[Data entries]
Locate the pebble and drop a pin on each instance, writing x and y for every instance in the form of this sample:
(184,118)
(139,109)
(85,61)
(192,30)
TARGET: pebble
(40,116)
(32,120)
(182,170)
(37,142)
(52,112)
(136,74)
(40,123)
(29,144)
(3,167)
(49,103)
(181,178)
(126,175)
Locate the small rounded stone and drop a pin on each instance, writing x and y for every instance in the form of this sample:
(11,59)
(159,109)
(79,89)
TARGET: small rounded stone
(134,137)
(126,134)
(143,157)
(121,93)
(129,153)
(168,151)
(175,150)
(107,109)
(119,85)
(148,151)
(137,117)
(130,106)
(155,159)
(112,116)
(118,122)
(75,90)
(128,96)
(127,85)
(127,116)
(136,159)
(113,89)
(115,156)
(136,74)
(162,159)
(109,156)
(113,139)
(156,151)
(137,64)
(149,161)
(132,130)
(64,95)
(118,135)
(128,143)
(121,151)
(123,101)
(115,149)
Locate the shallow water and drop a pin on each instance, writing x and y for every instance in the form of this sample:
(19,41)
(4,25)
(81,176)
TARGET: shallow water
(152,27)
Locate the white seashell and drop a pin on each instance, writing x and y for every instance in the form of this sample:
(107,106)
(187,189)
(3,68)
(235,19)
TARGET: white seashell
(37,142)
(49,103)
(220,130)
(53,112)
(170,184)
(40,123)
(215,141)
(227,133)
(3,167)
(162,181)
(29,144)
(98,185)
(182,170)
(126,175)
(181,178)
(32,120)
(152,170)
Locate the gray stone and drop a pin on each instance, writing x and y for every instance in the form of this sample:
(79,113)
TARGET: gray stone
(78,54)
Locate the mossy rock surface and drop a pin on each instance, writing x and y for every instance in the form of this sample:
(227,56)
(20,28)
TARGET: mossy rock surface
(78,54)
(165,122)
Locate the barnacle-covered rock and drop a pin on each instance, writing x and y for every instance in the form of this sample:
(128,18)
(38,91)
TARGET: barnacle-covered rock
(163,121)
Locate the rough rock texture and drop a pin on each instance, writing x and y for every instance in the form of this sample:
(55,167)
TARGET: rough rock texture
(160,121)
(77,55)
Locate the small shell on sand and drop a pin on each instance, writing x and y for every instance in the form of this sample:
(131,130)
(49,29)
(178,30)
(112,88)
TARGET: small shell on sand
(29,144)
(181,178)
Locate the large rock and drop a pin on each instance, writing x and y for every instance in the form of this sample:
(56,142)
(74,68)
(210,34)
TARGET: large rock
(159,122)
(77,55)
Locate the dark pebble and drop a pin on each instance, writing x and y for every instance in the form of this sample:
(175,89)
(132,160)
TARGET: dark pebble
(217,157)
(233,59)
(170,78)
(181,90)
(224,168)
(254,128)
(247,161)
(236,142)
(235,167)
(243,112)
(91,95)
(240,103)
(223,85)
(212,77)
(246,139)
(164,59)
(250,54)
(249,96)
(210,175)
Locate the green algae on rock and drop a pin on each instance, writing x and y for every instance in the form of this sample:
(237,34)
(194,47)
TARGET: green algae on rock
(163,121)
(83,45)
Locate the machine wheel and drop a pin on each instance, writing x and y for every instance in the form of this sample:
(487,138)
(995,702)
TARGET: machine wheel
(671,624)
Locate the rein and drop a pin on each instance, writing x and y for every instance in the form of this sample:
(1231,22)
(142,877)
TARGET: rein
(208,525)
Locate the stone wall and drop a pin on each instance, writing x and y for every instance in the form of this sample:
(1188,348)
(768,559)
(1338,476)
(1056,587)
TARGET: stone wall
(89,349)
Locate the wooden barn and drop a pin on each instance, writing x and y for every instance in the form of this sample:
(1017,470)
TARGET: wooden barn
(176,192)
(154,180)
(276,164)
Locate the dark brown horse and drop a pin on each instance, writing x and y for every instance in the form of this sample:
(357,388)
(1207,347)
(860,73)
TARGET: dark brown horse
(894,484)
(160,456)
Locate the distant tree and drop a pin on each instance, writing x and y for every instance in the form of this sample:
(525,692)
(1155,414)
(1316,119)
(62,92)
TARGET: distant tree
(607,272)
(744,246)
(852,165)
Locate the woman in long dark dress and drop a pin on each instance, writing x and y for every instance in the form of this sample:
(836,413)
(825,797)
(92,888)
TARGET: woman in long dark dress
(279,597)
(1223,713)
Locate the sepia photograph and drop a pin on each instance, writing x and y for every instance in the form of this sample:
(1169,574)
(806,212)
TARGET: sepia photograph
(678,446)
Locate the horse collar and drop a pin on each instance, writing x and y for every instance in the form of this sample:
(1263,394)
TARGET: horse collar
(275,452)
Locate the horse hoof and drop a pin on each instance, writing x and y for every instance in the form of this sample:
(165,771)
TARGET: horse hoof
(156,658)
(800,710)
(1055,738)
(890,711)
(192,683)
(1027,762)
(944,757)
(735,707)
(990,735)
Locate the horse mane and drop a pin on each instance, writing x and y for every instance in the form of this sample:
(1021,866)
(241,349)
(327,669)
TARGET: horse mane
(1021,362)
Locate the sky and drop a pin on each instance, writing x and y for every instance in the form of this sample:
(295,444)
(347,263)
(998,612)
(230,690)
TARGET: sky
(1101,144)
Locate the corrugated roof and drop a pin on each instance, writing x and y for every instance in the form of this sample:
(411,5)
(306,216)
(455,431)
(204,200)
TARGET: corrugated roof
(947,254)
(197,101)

Description of the task ▸ The data above should be returned exactly as written.

Completed exercise ▸
Locate the pebble and drop a pin on each instance, writing x and y for every instance in the form of this sample:
(184,118)
(139,109)
(85,61)
(192,30)
TARGET: pebble
(40,116)
(32,120)
(182,170)
(37,142)
(52,112)
(136,74)
(40,123)
(29,144)
(3,167)
(49,103)
(181,178)
(126,175)
Locate the small rounded stone and drop a pin on each instance, writing x and y for every instance in the form of this sample:
(11,59)
(159,109)
(79,89)
TARGET: small rounded stone
(134,137)
(126,134)
(143,157)
(121,93)
(129,153)
(168,151)
(175,150)
(107,109)
(119,85)
(148,151)
(137,117)
(130,106)
(155,159)
(112,116)
(118,122)
(75,90)
(128,96)
(127,85)
(127,116)
(136,159)
(113,89)
(115,156)
(136,74)
(162,159)
(109,156)
(113,139)
(156,151)
(137,64)
(149,161)
(132,130)
(64,95)
(118,135)
(128,143)
(121,151)
(123,101)
(115,149)
Locate the shallow water and drop a pin on each instance, writing x and y for every instance in the form of this sample:
(19,41)
(4,25)
(81,176)
TARGET: shallow water
(152,27)
Locate the white seashell and drop a pin on each instance, writing x and y for every instance in the form of this sample:
(107,106)
(187,189)
(3,68)
(235,19)
TARGET: white seashell
(37,142)
(49,103)
(220,130)
(53,112)
(170,184)
(40,123)
(215,141)
(227,133)
(3,167)
(162,181)
(29,144)
(98,185)
(182,170)
(126,175)
(181,178)
(32,120)
(152,170)
Locate the gray stone and drop a pin on each instance, writing x and y for every instance in the form of this sample:
(79,113)
TARGET: gray stone
(78,54)
Locate the mossy rock surface and drop a pin on each instance, writing x and y for every instance in the form of this sample:
(227,56)
(20,28)
TARGET: mossy rock surface
(78,54)
(165,122)
Locate the barnacle-covered rock and drop a pin on each instance, writing x and y for every instance in the form of this sample:
(128,18)
(38,91)
TARGET: barnacle-covered rock
(163,121)
Locate the rough rock texture and drop a pin on each instance, writing x and y for every instance in the form of this sample:
(55,167)
TARGET: rough rock texture
(160,121)
(77,55)
Locate the small shell on sand and drop a pin on each instance, writing x and y for every instance in the form of this sample:
(131,130)
(49,29)
(178,30)
(112,88)
TARGET: small shell on sand
(29,144)
(181,178)
Locate the large rock and drop a pin on each instance, writing x and y for every instance in the form of this sample:
(56,142)
(74,68)
(210,34)
TARGET: large rock
(159,122)
(77,55)
Locate the dark pebble and drop a pin on each instance, writing x and y for every instance in the form of this sample:
(175,89)
(132,160)
TARGET: dark pebble
(217,157)
(233,59)
(170,78)
(181,90)
(224,168)
(254,128)
(247,161)
(236,142)
(235,167)
(243,112)
(91,95)
(240,103)
(223,85)
(212,77)
(246,139)
(164,59)
(250,54)
(249,96)
(210,175)
Locate the green algae on rock and drop a pin on each instance, writing x and y for every instance in the form of this sample:
(237,34)
(194,47)
TARGET: green algae on rock
(163,121)
(83,45)
Locate the machine wheel and drop a pin on each instance, writing x and y for every instance in the form of this sample:
(487,138)
(995,702)
TARGET: machine wheel
(671,624)
Locate the rein and drop a pin on each instance, writing x and y for every instance in the form of this sample:
(1231,22)
(142,877)
TARGET: rein
(208,525)
Locate the stone wall and drop a pin on each instance, writing x and y for every instance in the form of this sample:
(1188,348)
(768,559)
(1338,476)
(1056,587)
TARGET: stone wall
(89,349)
Locate the wooden barn and drop a pin on each instance, writing x and y for every instance in the form of this sample:
(1017,470)
TARGET: wooden barn
(176,192)
(154,180)
(276,164)
Locate the dark brown horse and drop a pin on each instance, writing x and y for every instance in the form of this sample:
(357,388)
(1207,347)
(860,73)
TARGET: dark brown horse
(894,484)
(160,456)
Locate the distant tree and drop a pin on each instance, writing x and y for every instance in the form of this sample:
(525,692)
(1155,414)
(1316,119)
(62,92)
TARGET: distant tree
(607,272)
(744,246)
(852,165)
Locate the woman in long dark dress and drop a pin on each instance, writing x and y for every instance in the form of this sample:
(836,413)
(825,797)
(92,888)
TARGET: woman in long dark dress
(279,597)
(1223,713)
Locate the sepia photograph and drop a pin on each instance, writing x and y for every instance in the form of this sample:
(1169,574)
(806,212)
TARGET: sepia photograph
(678,446)
Locate the horse collar and drop a pin on each instance, writing x and y for every instance in the form of this sample:
(1263,394)
TARGET: horse collar
(275,452)
Locate the horse hoof and drop a pin on each instance, writing x and y for every instance in the form of this sample:
(165,771)
TARGET: horse hoof
(156,658)
(800,710)
(1055,738)
(890,711)
(192,683)
(1027,762)
(944,757)
(735,707)
(990,735)
Locate the horse mane and drop a pin on each instance, writing x and y for every instance in the form of this sample:
(1021,866)
(241,349)
(327,669)
TARGET: horse mane
(1021,362)
Locate the sky and drop a pin on each instance, writing x and y for every instance in the form of this sample:
(295,444)
(347,263)
(998,612)
(230,690)
TARGET: sky
(1101,144)
Locate the corrugated roof and drop a pin on each instance, writing x and y for every instance in the form of this sample:
(411,5)
(306,216)
(455,431)
(204,200)
TARGET: corrugated roof
(947,254)
(197,101)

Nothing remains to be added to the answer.